__TASKS__:
A. In the text on API management in Kubernetes, list the kinds of manual work with APIs that an APIM platform should eliminate.
B. Write the next paragraph of the text on API management in Kubernetes, picking up after its final sentence.

__QUOTED TEXT__:
******

We already talked about setting up API-level security – that’s only half the battle. API management also becomes a crucial scaling skill – or a bottleneck if handled poorly. When developers embrace your Kubernetes Cluster Out foundation, the number and type of microservices running on your clusters will grow exponentially. Here is the progression we see in our customers. Once you build the solid foundation (Stage 1), developers will deploy and ship more containers. Most of the time those containers represent a diversity of microservices. Microservices and the containers they live in must communicate “East-West” within the cluster. In Kubernetes (and in containers), all internal communication is via API.

An Ingress controller manages North-South traffic in Kubernetes deployments but does little to manage this new pattern and explosion of East-West traffic. Internal traffic will, in most cases, dwarf the volume of North-South traffic. This means that managing East-West traffic is as complex, if not more complex, than managing North-South traffic. As this is just another flavor of API traffic, one would think API Gateways would be purpose built for this task. In fact, API gateways are necessary but not sufficient for managing the combined flux of East-West and North-South traffic. Because they were initially designed primarily for North-South traffic and not necessarily for the realities of Kubernetes (multiplexed traffic, different network topology), many API gateways struggle to provide what they advertise at scale in Kubernetes. This is why air-tight integration of the API Gateway and other Kubernetes networking components (the Ingress controller, etc) are essential.

Beyond API Gateways, you need to make it easy for your developers to define, publish, and manage the lifecycle of these internal APIs. For this API management (APIM) is needed. Traditional APIM solutions are not designed for the rapidly evolving and quickly scaling world of Kubernetes and East-West traffic driving the bulk of API usage. Because they were designed for a smaller number of APIs with less frequent changes on less dynamic infrastructure, traditional APIMs are too brittle and often too expensive to run effectively in Kubernetes. In other words, they are not designed for Cluster Out patterns. this pattern and are brittle, expensive, or both.

In other words, you need a solution designed to handle the scale and granularity of microservices APIs in a cluster, but with a developer-friendly system that encourages innovation and iteration. To its credit, Kubernetes makes it relatively simple to secure all APIs with HTTPS/TLS by default, checking the first box. Beyond that, APIM remains a largely manual task in out-of-the-box Kubernetes. This is why you will need to set up an APIM platform that eliminates much of the manual work of structuring, documenting, securing and setting rules for APIs. That platform must also be intelligent and move faster than human speed. Otherwise, the API management team and platforms become the bottleneck and microservices applications scale poorly.

These APIM solutions must be low latency and simple to manage, because complicated environments could have thousands of APIs. For example, you don’t want an API gateway to be reliant on databases that may not perform at application speed, thereby slowing down application performance. In addition, because most Modern Apps still have to interact with legacy apps and monoliths, API gateways should be flexible enough to incorporate API management for any environment, and easy to port from one environment to another with minimal toil. API gateways also need to be able to support a wide and growing array of authentication capabilities and communication protocols.

In a nutshell, the more closely your API gateway capabilities mirror and match those of your L7 proxies and observability and monitoring solutions, the easier it is to build on the Cluster Out foundation. APIs are the vascular system of modern technology, and just as the brain and heart manage blood flow to keep us alive, well-managed APIs and the autonomous systems governing them are essential to keeping apps healthy and self-healing.

******

__GIVEN MATERIAL__:
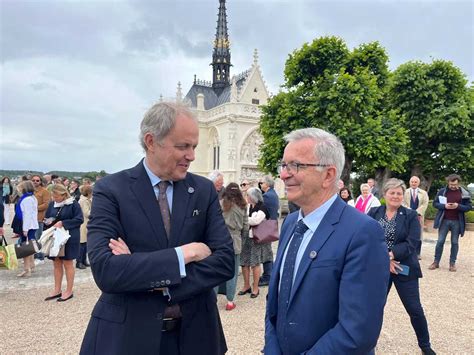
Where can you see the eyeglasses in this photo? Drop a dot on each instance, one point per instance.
(294, 168)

******

__RESPONSES BY TASK__:
A. Structuring, documenting, securing and setting rules for APIs.

B.
Stage #3: Make the Cluster Resilient

The third stage in implementing the Cluster Out pattern is making sure that your foundation is flexible enough to deliver resilience. The overarching design pattern of Modern Apps is creating distributed, loosely coupled, and resilient cloud‑native applications. The Cluster Out foundation must support the key requirements for resilience. This means designing an environment to be cloud agnostic (as much as possible).

To start with, Modern Apps must be able to communicate across multiple Kubernetes clusters running in different availability zones, data centers, and clouds. This could be challenging, for example, if your app is running in two different managed Kubernetes environments in public clouds, each of which is tightly integrated with the security, monitoring, and traffic management tools of that cloud. Ideally, resilience requires the deployment of a unified, holistic management and orchestration layer that makes the environment transparent and non-opinionated to the DevOps, security, API, and development teams.

By enabling environment diversity and cross-environment orchestration, Cluster Out creates higher levels of resilience by distributing the risk and enabling rapid failover. Depending on the app or service needs, this could mean maintaining warm instances in multiple environments with the ability to scale up or down as needed in each of those environments. The key here is to focus on service resilience. Apps running in Kubernetes are typically distributed microservices. Failing over from one cluster at one site to another cluster at an entirely different site should be architected at the service-level, not the aggregate app. This is important for creating and tuning high-availability infrastructure designed to meet specified SLAs. (Note: This is incredibly important for apps that might face unpredictable scaling events, such as media, games, or financial services.) A baseline of resilience and the controls required to deliver it can also create benefits like cost control and performance tuning, along with regional, national, and industry compliance.

Out-of-the-box Kubernetes doesn’t solve the resilience challenge. You need to connect your Kubernetes perimeter – the Ingress controller – automatically to external technologies like L4 load balancers, application delivery controllers, monitoring and observability solutions, and DNS services to route traffic and handle failovers across environments. Along the way, you need to evaluate what level of managed services are acceptable and where to draw the line for managing the underlying infrastructure and optimizing for resilience. This is not an easy task – you might face tradeoffs between clouds that have underlying limitations. For example, the required time for Kubernetes cluster restarts of managed services may vary greatly between clouds.

In reality, large organizations will need to engineer resilience and redundancy that fits within the existing context of their global networking, load balancing and other services. For webscale apps, this often means that Kubernetes and its networking tier sits behind a perimeter tier or load balancers and application delivery controllers. At this global view of your applications, for the ultimate in resilience you need to create a high availability service capability for microservices running in Kubernetes.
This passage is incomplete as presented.